[Records shown start]

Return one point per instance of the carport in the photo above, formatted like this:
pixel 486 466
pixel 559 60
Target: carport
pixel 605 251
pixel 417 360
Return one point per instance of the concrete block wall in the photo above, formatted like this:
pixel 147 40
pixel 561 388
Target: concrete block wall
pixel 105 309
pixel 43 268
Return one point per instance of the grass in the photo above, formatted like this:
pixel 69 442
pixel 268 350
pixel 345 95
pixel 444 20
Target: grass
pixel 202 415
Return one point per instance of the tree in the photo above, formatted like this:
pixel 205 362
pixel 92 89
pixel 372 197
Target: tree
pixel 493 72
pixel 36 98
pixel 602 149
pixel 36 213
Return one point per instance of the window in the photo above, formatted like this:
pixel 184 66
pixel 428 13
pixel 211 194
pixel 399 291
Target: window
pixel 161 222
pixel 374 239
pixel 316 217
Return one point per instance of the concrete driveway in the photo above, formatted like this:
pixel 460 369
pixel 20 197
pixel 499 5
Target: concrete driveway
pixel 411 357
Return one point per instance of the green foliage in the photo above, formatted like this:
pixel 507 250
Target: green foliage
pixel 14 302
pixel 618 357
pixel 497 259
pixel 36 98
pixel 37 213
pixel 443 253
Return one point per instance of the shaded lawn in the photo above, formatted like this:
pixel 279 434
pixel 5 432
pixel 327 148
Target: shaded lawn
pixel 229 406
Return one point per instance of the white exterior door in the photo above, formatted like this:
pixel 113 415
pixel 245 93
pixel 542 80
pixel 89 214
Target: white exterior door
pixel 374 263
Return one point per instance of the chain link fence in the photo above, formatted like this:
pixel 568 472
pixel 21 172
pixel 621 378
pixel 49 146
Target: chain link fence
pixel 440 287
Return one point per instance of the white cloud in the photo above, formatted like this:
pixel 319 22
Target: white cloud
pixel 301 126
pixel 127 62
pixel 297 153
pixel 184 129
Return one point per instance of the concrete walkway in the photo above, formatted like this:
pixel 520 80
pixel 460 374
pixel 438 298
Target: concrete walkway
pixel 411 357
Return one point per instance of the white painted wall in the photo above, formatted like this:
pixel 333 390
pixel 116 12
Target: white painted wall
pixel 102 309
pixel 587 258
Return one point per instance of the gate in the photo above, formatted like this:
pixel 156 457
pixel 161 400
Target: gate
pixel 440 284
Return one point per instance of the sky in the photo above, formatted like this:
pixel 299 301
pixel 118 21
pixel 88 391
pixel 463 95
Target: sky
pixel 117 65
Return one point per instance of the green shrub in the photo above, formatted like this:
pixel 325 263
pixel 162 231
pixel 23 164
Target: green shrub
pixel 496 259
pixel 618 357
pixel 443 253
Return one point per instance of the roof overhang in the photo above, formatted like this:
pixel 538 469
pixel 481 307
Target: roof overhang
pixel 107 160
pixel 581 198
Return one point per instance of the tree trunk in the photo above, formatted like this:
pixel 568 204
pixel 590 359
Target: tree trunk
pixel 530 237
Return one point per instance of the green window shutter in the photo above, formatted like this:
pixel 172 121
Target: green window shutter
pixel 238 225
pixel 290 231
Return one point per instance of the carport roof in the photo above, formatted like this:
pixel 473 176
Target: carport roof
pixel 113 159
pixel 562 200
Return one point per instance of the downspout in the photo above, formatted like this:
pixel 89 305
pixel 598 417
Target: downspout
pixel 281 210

[Records shown end]
[Records shown start]

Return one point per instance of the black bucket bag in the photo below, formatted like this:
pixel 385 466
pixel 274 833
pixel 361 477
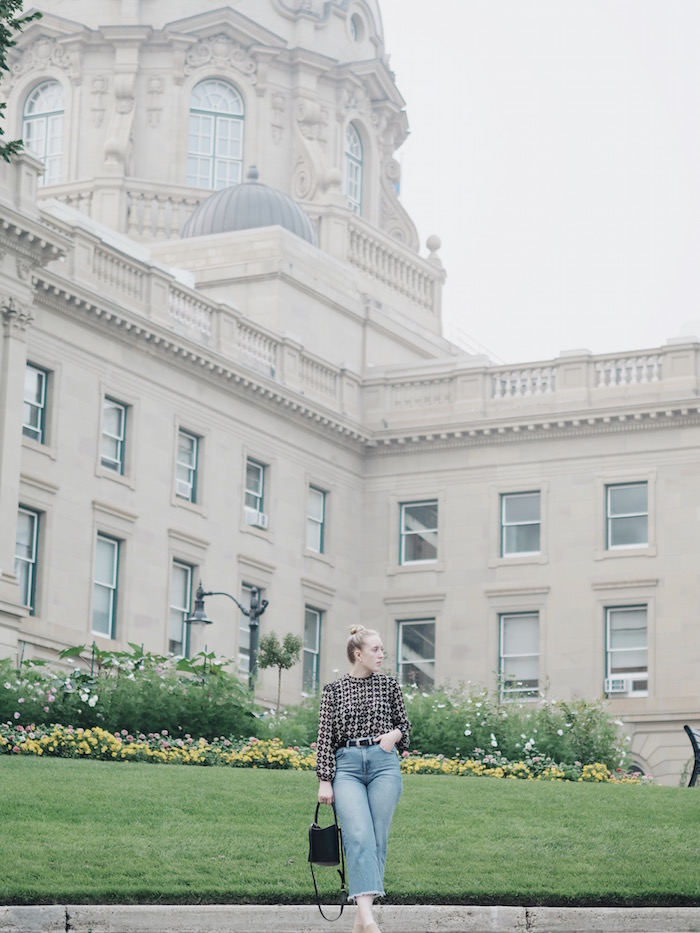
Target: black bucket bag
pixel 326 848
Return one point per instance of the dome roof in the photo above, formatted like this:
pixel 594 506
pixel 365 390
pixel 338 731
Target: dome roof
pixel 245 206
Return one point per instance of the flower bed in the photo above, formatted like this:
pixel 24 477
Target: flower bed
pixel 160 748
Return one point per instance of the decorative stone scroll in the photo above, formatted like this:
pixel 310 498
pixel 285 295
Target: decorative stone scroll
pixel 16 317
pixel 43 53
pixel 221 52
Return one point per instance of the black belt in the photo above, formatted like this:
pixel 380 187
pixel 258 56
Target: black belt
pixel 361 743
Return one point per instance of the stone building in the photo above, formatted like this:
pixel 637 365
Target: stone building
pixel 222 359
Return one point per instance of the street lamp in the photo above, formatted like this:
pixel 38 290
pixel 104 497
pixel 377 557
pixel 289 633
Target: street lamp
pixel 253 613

[Records shown end]

Reproduce, word for word, the rows from the one containing "Return one point per instance of the green foliage" through the one containing "pixel 440 284", including both of those rows.

Return one point per instance of the green foliage in the photo above, formatted like this:
pixel 507 250
Target: green foliage
pixel 14 302
pixel 618 357
pixel 497 259
pixel 36 98
pixel 37 213
pixel 443 253
Return one point per instance of the shaded lawn in the photo above, formatted like this:
pixel 279 434
pixel 5 432
pixel 327 148
Target: shaded lawn
pixel 229 406
Return one point per instance of the white exterior door in the photo above, formatted like this:
pixel 113 415
pixel 245 93
pixel 542 80
pixel 89 214
Target: white exterior door
pixel 374 263
Return one point per instance of the chain link fence in the photo above, formatted like this:
pixel 568 472
pixel 21 172
pixel 621 378
pixel 49 146
Target: chain link fence
pixel 440 287
Return one point per instance of the white cloud in the photo above, formatted like this:
pixel 319 22
Target: white cloud
pixel 301 126
pixel 127 62
pixel 297 153
pixel 184 129
Return one point per instance of the concrete walkway in the photo above, formatted like this:
pixel 520 80
pixel 460 374
pixel 438 298
Target: concrete walkway
pixel 411 357
Return one point per instance of the white painted wall in the photo above, formatted like this:
pixel 333 390
pixel 116 12
Target: white painted wall
pixel 102 309
pixel 587 258
Return one point per instance of the gate in the photo above, formatted like this:
pixel 156 457
pixel 161 400
Target: gate
pixel 440 284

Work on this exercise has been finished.